Directions for this task: Retype all of the data below line for line, changing nothing, but leave the pictures out.

------ Record list ------

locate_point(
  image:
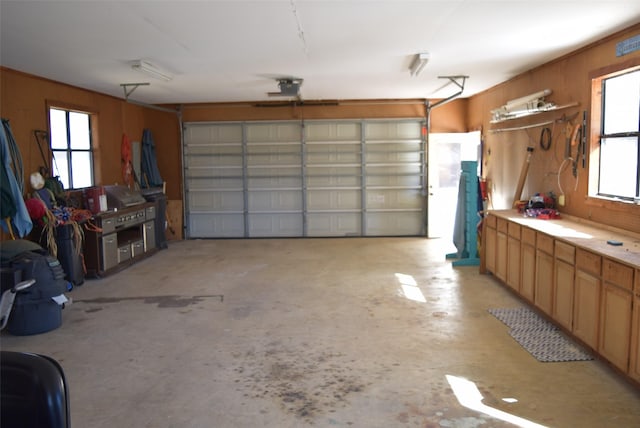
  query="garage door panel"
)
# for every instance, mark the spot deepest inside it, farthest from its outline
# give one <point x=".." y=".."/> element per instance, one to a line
<point x="394" y="199"/>
<point x="213" y="184"/>
<point x="334" y="200"/>
<point x="216" y="201"/>
<point x="273" y="132"/>
<point x="216" y="226"/>
<point x="332" y="131"/>
<point x="334" y="224"/>
<point x="393" y="223"/>
<point x="270" y="225"/>
<point x="278" y="181"/>
<point x="391" y="130"/>
<point x="205" y="134"/>
<point x="280" y="200"/>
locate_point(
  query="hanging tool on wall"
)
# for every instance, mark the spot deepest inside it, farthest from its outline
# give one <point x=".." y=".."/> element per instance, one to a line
<point x="579" y="141"/>
<point x="523" y="177"/>
<point x="583" y="140"/>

------

Task result:
locate_point(
  image:
  query="garage door panel"
)
# for every instance, mark the spot deepest inside it, farthest from its outline
# give one <point x=".." y=".."/> element per instance, one to a line
<point x="394" y="199"/>
<point x="213" y="184"/>
<point x="334" y="200"/>
<point x="216" y="201"/>
<point x="273" y="132"/>
<point x="216" y="226"/>
<point x="332" y="131"/>
<point x="334" y="224"/>
<point x="393" y="223"/>
<point x="270" y="225"/>
<point x="278" y="181"/>
<point x="391" y="130"/>
<point x="205" y="134"/>
<point x="280" y="200"/>
locate_point(
  query="hanging tool on wall"
)
# for every instance, mark the spot deepest inside it, farthest from its outline
# give one <point x=".." y=".."/> element per instance, one to a line
<point x="579" y="141"/>
<point x="523" y="177"/>
<point x="583" y="140"/>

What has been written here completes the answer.